▶ Objective:
Recast the items below as a numbered list, omitting any blank lines.

▶ Given information:

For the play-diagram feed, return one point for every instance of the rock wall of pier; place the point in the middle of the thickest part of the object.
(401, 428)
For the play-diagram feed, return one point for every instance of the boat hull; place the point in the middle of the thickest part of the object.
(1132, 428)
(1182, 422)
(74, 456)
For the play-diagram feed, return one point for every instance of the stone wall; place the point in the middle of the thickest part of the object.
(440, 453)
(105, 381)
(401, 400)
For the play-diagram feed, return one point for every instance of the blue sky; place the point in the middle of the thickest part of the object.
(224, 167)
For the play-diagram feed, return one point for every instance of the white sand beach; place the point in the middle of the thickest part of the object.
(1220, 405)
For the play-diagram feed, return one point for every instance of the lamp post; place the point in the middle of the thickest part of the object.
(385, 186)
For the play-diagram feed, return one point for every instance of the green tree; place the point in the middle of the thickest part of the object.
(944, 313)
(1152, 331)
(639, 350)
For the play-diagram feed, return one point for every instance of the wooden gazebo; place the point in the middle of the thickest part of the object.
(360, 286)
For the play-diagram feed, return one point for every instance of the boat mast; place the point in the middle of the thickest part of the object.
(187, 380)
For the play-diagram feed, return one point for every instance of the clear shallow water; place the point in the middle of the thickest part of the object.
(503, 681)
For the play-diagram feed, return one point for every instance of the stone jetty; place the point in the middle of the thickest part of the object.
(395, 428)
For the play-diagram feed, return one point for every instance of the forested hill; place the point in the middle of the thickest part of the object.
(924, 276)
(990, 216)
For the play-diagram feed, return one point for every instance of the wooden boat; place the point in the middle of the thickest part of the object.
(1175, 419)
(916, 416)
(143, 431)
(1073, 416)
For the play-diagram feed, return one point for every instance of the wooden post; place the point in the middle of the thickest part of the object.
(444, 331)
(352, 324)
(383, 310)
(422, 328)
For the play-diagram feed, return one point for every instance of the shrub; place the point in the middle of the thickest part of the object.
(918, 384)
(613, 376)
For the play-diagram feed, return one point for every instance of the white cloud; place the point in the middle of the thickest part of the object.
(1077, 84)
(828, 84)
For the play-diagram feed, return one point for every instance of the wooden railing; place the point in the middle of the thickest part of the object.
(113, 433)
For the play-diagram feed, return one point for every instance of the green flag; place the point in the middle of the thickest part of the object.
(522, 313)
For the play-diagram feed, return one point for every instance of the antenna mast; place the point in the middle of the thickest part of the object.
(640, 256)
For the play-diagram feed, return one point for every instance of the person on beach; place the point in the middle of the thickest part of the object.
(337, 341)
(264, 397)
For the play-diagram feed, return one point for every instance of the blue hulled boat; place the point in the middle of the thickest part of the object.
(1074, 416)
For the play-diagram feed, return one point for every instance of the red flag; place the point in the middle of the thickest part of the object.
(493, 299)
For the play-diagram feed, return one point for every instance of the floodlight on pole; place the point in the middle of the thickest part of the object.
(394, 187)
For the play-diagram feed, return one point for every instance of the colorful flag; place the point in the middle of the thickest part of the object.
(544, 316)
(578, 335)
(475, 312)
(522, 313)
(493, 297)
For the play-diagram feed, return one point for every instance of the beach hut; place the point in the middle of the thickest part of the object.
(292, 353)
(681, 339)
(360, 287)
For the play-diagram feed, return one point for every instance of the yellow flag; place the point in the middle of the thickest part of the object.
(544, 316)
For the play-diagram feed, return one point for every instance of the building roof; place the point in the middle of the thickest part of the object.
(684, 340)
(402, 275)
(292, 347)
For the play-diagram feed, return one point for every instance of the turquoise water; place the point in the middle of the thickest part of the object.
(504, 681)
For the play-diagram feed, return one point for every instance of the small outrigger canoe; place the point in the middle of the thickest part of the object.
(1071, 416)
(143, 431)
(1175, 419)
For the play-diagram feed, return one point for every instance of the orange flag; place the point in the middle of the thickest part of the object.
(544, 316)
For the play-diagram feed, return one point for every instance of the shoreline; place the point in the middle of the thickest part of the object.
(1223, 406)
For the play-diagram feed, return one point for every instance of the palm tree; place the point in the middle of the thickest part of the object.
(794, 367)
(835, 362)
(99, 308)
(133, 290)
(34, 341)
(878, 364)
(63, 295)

▶ Complete answer:
1. For the play-diagram feed, return one point for every instance of the rock wall of pier; place the point in the middle of the thickest part of the object.
2. (401, 428)
3. For the play-diagram feed, return one point for every instance of the boat hull; place the point in the middle of the thickest part of the object.
4. (1132, 428)
5. (1182, 422)
6. (74, 456)
7. For the play-diagram feed, return one point for every instance of the stone wall; place the point in the middle of the thickest part of the object.
8. (440, 453)
9. (105, 381)
10. (401, 400)
11. For the play-diagram feed, return one point for every instance of the blue sky; place the point in the middle of the thickest part of the object.
12. (224, 167)
13. For the play-diagram feed, return one point for every instance of the white sand beach; place the point in the middle of the thickest part of the object.
14. (1220, 405)
15. For the play-diagram feed, return one point for every instance of the lamp post; place the point in the middle of the thickest part of the object.
16. (385, 186)
17. For the play-diagram feed, return one point for every instance of the green tree; place the point in the middle of the thickest part of the object.
18. (944, 313)
19. (1152, 331)
20. (639, 350)
21. For the play-diagram feed, return one point for every instance of the wooden gazebo; place the point in the middle of the thickest part of the object.
22. (360, 286)
23. For the play-diagram feed, return one point for every instance of the boat mast; place the point in the middle of the thickest part of the object.
24. (187, 380)
25. For the play-diagram feed, return one point for every instance of the clear shallow water; place the point in the middle of the thickest part of the object.
26. (503, 681)
27. For the play-diagram feed, return one point for every instance of the stone jetty; place the point in the middle of the thickest part of the object.
28. (395, 428)
29. For the play-diagram feed, return one point for every instance of the forested hill; place the point in the middle of the thickest part of the object.
30. (924, 276)
31. (990, 216)
32. For the play-diagram feed, return one point for every instance of the wooden boat; place the point in the middle of the thickest part of the object.
33. (1175, 419)
34. (916, 416)
35. (143, 431)
36. (1073, 416)
37. For the play-diagram feed, return one point for every instance of the wooden post; place the point in the middle of the thickest part of the object.
38. (444, 331)
39. (352, 324)
40. (383, 310)
41. (422, 328)
42. For the play-diagram feed, return one point for every instance of the shrub; place the point in the middle of the thickest part of the object.
43. (918, 384)
44. (613, 376)
45. For the play-diagram feed, return one point for every instance of the white cloud; place the point in the middle of the thickest part of the object.
46. (1077, 84)
47. (828, 84)
48. For the play-diagram feed, return one point for every instance of the wooden railing; place the point in the middle of the thickest part of the object.
49. (113, 433)
50. For the play-diagram feed, return one point for every instance of the green flag; place the point in the middle of the thickest part of the object.
51. (522, 313)
52. For the play-diagram feed, return one point for every instance of the antenna mast; place the point in the middle of the thickest part of the object.
53. (640, 256)
54. For the play-diagram feed, return one point for every instance of the person on beach; place the point in the middle of the thickest part of the object.
55. (337, 341)
56. (264, 397)
57. For the play-diagram feed, return one point for every instance of the blue hulled boat; place the point in the middle of the thickest part of the object.
58. (1074, 416)
59. For the play-diagram feed, return one point for every instance of the red flag; place the point in the middle of the thickest part of the object.
60. (493, 299)
61. For the play-diagram feed, return one point for every instance of the floodlight on pole; place the point in the middle of the thickest part of the object.
62. (394, 187)
63. For the play-diagram feed, return one point for every instance of the colorful flag; place the point in the middle of the thickest part of the object.
64. (544, 316)
65. (578, 335)
66. (475, 312)
67. (522, 313)
68. (493, 297)
69. For the play-diagram feed, return one point for every instance of the beach hut; place the point in the middle of the thickest part of the object.
70. (292, 353)
71. (681, 339)
72. (360, 287)
73. For the play-diagram feed, return one point for every instance of the yellow flag; place the point in the middle of the thickest part of the object.
74. (544, 316)
75. For the play-diagram feed, return one point for every instance of the building roof; place the point in the middle of the thickest part of the object.
76. (684, 340)
77. (402, 275)
78. (292, 347)
79. For the play-diagram feed, return one point for every instance of the turquoise water; place the point in the middle of the thickest part of the object.
80. (504, 681)
81. For the play-diagram feed, return one point for every instance of the small outrigger canoe; place the point in the middle of the thickest part of the object.
82. (1071, 416)
83. (143, 431)
84. (1175, 419)
85. For the play-diagram feed, return one point for every instance of the orange flag; place the point in the middle of the thickest part of the object.
86. (544, 316)
87. For the play-diagram feed, return one point for every instance of the shoreline; place the point in the middle of the thickest part of the object.
88. (1223, 406)
89. For the play-diagram feed, return one point for every instance of the palm tree; place the point in the middle of the thickest part of the object.
90. (794, 367)
91. (835, 362)
92. (99, 308)
93. (133, 290)
94. (34, 341)
95. (878, 364)
96. (63, 295)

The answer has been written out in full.